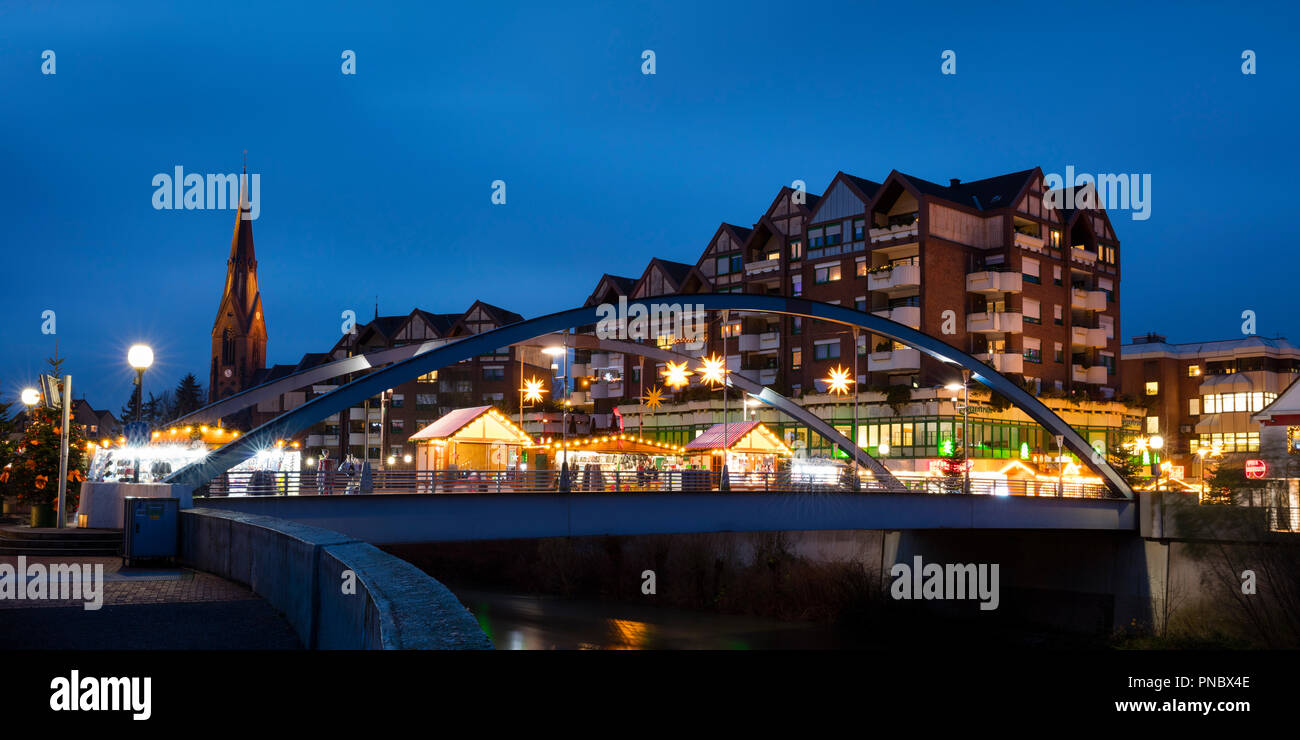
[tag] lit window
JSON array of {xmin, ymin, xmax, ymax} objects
[
  {"xmin": 1145, "ymin": 381, "xmax": 1159, "ymax": 396},
  {"xmin": 1146, "ymin": 416, "xmax": 1159, "ymax": 434},
  {"xmin": 1187, "ymin": 364, "xmax": 1201, "ymax": 377}
]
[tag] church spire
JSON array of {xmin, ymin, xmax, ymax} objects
[{"xmin": 210, "ymin": 152, "xmax": 267, "ymax": 403}]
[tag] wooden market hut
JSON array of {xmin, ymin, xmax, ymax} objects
[
  {"xmin": 682, "ymin": 421, "xmax": 791, "ymax": 473},
  {"xmin": 410, "ymin": 406, "xmax": 533, "ymax": 471}
]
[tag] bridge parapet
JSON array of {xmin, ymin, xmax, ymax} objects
[{"xmin": 180, "ymin": 507, "xmax": 491, "ymax": 649}]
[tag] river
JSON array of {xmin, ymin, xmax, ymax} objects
[{"xmin": 449, "ymin": 587, "xmax": 875, "ymax": 650}]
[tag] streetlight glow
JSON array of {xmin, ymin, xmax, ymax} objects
[
  {"xmin": 20, "ymin": 388, "xmax": 40, "ymax": 407},
  {"xmin": 127, "ymin": 344, "xmax": 154, "ymax": 370}
]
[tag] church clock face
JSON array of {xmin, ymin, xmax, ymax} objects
[{"xmin": 224, "ymin": 368, "xmax": 233, "ymax": 378}]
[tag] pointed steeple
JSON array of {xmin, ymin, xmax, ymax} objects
[
  {"xmin": 210, "ymin": 153, "xmax": 268, "ymax": 403},
  {"xmin": 219, "ymin": 158, "xmax": 261, "ymax": 332}
]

**What you have to do:**
Where a line of the entries above holds the word "church", return that line.

**Finished exercise:**
[tag] church spire
[tag] church clock face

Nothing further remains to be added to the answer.